# Start of Passage given

Monday, Aug. 26, 1940

Putsch on the Pampas

Out of a prison cell on the outskirts of Buenos Aires last week marched Enrique P. Oses, editor of the swaggering, German-financed, openly Nazi El Pampero, enjoying a temporary freedom on bail. For months he had trumpeted rabid denunciations of the U. S., of President Roosevelt, of the Havana Conference, of Great Britain with noisy immunity. But last month he offended the Argentine sense of good taste, was whisked off to jail.

Under the heading "Dithyrambic With Key" El Pampero had printed a harmless lampoon of British Prime Minister Winston Churchill. But the first letter of each line, joined in descending order, spelled out the less harmless acrostic: Hay que ser ingles para ser hijo de puta (One must be English to be a son of a whore). Within 72 hours Oses was indicted for obscenity and the trial date set. That night, on the fashionable Calle Florida, youthful mem bers of the newly formed, patriotic Action Argentina patrolled the sidewalks, seized and burned copies of El Pampero with shouts of "Viva la Patria! Viva Argentina!"

El Pampero's blatant propaganda was merely annoying to most Argentines. They were more worried by reports seeping back from Misiones Territory in the north. For half a century Germans have talked intermittently of political and military as well as economic penetration in South America. And last week Argentines remembered that Adolf Hitler said: "We shall create a new Germany there. We shall find everything we need there."

# End of Passage given
# Start of Data shown

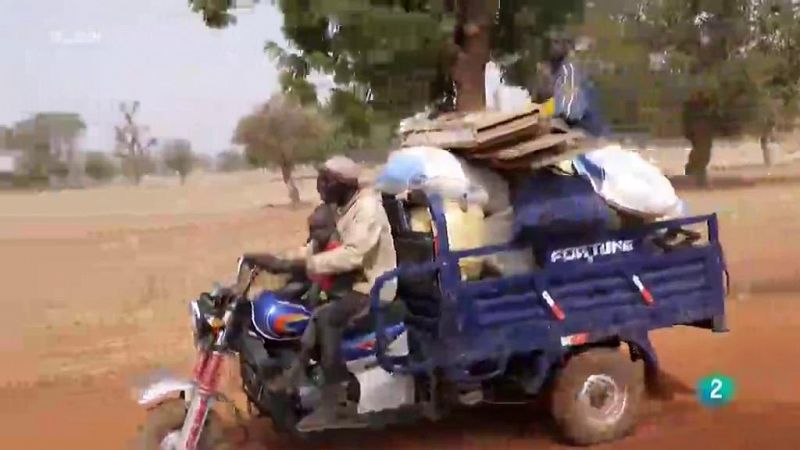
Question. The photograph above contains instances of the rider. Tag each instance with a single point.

# End of Data shown

**Written problem 1**
In the article on El Pampero, what charge was brought against Enrique P. Oses?
**Written problem 2**
Carry on the article about El Pampero and German influence in Argentina, picking up after its final sentence.

**Exercise response 1**
Obscenity.

**Exercise response 2**
Nazi Alarm. In Buenos Aires on May 25, Reserve Lieutenant Guillermo Eduardo Nelson Horrocks pronounced a eulogistic defense of totalitarian governments and of Nazi war methods at the annual banquet of the Reserve Officers of the Argentine Armed Forces. Investigation ordered by War Minister Brigadier General Carlos D. Marquez connected Horrocks with an abortive Rightist revolution, touched off a nationwide roundup of Nazi sympathizers, started a systematic examination of German schools.

Last month this anti-Nazi drive began to centralize in the Misiones Territory. Although the German population of Misiones is less than 24% of the total and a majority of the Germans are not Nazis, a wealthy Hitler-minded minority controls most of the region's power plants, dominates its economy by a strangle hold on the mate trade. For these Nazis, Misiones is strategically perfect. It curves up in a thin tongue of land between Paraguay and Brazil; its hills and rivers afford a series of natural defenses in case of civil war. Bounded on the north, east and south by heavily German-populated districts of Brazil, on the west by German nuclei in Paraguay, it is also a place from which Nazis can easily skip if Argentine police get after them.

To forestall such escapes, Commandant Manuel Barres and hand-picked members of Argentina's crack motorized "Mounties of the Pampas" worked in secret for weeks, visiting ranches, hobnobbing with strangers in cafes and on street corners. When leaders of the movement had thus been discovered, he asked his superior, grim-lipped General Manuel Calderon, Commander in Chief of the National Gendarmes for uniformed reinforcements, swooped down on the Nazi suspects.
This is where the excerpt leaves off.